Saved entries
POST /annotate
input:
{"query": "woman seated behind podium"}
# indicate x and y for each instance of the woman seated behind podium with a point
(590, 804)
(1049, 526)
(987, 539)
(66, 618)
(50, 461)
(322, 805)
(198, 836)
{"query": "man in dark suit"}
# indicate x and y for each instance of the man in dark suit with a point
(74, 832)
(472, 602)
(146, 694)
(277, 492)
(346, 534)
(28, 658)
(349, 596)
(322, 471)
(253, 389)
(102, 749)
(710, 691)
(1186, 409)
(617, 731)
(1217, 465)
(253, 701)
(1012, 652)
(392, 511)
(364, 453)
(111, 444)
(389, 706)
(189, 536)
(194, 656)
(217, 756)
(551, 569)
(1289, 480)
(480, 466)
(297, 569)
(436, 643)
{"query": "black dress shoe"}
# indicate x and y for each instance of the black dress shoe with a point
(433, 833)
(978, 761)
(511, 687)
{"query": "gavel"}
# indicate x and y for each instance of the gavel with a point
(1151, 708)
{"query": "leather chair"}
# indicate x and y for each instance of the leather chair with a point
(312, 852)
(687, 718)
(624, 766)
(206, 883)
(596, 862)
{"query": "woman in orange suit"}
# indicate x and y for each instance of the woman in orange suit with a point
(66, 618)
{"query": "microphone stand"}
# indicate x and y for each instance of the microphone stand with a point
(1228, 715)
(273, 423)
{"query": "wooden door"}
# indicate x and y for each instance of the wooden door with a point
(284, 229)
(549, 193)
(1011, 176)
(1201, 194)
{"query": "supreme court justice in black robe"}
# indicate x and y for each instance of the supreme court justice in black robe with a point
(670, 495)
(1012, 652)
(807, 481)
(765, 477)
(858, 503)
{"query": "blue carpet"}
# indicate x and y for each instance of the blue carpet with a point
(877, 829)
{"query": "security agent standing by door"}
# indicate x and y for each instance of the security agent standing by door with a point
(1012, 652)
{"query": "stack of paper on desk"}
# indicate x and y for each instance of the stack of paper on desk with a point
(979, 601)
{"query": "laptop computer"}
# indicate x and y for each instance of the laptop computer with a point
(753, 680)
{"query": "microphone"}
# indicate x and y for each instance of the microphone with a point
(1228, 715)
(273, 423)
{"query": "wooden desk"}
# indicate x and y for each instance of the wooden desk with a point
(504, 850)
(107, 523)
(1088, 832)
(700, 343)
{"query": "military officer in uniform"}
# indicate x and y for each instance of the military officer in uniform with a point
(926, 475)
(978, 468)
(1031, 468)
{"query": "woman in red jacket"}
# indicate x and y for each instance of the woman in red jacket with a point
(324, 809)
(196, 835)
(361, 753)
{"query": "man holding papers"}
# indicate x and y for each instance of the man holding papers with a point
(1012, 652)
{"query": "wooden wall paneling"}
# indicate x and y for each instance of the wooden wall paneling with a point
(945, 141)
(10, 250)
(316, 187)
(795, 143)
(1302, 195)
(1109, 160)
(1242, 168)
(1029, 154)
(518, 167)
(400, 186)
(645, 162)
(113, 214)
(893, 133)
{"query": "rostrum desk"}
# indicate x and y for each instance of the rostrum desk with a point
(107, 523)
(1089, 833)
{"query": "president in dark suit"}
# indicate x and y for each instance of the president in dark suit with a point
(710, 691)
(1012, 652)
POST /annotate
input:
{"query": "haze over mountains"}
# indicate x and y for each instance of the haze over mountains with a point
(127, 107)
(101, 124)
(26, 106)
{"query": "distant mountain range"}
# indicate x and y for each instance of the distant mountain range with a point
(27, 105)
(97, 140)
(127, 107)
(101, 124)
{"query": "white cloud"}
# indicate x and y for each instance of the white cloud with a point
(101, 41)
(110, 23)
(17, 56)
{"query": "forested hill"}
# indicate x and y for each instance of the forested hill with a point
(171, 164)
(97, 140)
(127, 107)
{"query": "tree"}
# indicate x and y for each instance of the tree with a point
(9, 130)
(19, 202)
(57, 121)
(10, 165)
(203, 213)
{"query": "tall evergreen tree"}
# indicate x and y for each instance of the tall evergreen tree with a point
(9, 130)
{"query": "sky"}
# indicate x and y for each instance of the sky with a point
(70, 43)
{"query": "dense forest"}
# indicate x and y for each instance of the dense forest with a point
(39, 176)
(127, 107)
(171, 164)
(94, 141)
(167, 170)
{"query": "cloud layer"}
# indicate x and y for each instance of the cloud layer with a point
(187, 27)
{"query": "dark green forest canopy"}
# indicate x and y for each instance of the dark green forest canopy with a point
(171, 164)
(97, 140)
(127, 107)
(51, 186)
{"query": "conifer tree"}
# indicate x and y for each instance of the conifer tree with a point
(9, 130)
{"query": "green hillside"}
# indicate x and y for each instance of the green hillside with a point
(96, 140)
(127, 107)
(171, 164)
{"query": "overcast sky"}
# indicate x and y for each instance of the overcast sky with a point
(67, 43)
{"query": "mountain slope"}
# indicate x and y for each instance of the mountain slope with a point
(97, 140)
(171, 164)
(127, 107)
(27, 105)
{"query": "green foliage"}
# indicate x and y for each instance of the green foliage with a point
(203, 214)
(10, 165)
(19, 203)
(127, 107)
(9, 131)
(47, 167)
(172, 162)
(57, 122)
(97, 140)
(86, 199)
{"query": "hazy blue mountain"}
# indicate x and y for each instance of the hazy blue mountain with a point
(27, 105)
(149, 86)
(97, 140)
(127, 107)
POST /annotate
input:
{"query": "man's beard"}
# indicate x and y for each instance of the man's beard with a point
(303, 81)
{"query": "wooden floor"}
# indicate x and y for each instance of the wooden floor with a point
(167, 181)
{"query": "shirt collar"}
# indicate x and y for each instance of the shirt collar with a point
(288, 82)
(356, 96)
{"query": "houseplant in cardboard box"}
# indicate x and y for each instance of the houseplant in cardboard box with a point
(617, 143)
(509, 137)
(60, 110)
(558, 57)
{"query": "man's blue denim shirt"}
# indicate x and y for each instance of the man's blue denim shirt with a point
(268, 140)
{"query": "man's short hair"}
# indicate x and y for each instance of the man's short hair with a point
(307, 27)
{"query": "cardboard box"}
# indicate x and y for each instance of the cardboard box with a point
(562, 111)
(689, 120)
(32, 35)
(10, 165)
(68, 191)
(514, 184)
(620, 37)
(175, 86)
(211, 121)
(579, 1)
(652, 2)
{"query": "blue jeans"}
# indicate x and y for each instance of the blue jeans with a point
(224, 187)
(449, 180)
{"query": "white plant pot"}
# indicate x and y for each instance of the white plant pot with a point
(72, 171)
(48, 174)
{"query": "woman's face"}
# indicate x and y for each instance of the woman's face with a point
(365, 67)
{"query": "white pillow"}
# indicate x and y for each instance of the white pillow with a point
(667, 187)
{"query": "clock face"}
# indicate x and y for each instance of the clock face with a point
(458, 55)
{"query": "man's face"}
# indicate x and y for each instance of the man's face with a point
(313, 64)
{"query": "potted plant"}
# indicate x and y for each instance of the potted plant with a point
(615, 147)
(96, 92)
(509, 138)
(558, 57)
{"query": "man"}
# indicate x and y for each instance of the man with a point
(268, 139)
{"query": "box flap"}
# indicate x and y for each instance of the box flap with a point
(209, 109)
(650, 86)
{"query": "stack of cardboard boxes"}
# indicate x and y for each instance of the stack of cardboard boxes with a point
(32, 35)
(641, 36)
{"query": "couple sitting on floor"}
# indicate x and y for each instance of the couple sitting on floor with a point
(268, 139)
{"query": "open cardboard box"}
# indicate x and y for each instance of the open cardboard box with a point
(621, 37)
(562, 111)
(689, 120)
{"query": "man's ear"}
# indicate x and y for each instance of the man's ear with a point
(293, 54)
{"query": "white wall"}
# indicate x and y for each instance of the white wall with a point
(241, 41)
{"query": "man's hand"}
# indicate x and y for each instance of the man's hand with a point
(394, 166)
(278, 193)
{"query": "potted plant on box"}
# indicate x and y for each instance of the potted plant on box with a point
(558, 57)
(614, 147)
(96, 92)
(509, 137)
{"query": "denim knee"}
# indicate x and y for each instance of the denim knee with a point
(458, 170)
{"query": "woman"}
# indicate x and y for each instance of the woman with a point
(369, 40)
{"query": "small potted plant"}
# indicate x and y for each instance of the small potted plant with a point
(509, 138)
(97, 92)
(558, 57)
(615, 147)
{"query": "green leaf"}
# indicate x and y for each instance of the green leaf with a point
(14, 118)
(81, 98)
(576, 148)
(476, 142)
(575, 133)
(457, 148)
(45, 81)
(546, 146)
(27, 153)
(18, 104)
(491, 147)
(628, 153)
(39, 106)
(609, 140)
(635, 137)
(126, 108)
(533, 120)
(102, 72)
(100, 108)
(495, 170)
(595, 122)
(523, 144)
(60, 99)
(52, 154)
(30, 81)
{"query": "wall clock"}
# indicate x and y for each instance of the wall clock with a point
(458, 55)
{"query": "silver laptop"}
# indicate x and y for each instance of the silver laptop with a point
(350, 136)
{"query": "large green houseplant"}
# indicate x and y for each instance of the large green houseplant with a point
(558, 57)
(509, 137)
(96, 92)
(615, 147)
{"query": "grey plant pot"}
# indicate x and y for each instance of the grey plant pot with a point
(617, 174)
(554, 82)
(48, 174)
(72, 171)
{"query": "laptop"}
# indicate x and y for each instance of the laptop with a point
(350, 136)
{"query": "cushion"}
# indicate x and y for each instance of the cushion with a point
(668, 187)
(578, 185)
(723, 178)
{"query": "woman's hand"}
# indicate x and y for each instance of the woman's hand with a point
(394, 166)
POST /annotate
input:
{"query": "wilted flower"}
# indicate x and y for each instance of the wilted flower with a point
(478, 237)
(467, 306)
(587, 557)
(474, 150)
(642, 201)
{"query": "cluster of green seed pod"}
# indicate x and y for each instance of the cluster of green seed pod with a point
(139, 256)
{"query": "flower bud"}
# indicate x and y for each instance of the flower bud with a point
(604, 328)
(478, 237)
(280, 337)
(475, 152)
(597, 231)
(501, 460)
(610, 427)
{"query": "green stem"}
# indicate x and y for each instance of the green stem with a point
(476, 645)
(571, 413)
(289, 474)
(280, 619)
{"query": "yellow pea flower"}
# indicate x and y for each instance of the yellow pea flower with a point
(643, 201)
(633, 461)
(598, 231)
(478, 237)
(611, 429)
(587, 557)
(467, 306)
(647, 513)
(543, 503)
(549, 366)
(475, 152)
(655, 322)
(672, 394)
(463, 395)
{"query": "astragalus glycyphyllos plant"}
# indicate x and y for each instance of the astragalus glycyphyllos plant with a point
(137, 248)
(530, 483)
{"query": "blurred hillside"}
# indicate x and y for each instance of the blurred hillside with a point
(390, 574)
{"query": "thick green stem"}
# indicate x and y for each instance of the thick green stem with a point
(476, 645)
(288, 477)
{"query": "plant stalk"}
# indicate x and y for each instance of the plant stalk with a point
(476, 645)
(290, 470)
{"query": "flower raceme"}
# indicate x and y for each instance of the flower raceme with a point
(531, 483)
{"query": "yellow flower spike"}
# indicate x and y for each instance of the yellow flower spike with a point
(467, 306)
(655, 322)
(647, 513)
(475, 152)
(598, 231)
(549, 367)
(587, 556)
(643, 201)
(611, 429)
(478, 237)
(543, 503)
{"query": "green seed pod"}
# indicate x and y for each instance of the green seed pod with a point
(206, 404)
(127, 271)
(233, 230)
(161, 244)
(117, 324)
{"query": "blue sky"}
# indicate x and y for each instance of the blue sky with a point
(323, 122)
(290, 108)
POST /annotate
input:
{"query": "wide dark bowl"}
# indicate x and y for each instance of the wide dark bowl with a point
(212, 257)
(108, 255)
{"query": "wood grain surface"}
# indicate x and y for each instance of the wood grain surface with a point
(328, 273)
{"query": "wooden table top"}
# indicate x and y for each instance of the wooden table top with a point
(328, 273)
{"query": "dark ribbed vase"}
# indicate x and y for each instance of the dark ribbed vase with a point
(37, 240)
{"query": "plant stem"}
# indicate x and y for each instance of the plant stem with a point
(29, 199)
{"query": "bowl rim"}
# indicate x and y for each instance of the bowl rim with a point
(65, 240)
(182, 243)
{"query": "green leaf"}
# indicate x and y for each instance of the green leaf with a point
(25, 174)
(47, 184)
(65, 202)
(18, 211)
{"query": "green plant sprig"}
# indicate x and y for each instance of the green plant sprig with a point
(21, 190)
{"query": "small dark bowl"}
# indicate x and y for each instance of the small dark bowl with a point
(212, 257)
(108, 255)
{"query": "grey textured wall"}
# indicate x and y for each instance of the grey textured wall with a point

> **PROBLEM REQUIREMENTS**
Scan the entries above, and wherever a line holds the string "textured", copy it.

> **TASK ANSWER**
{"query": "grey textured wall"}
# indicate x and y for each instance of the grey textured wall with a point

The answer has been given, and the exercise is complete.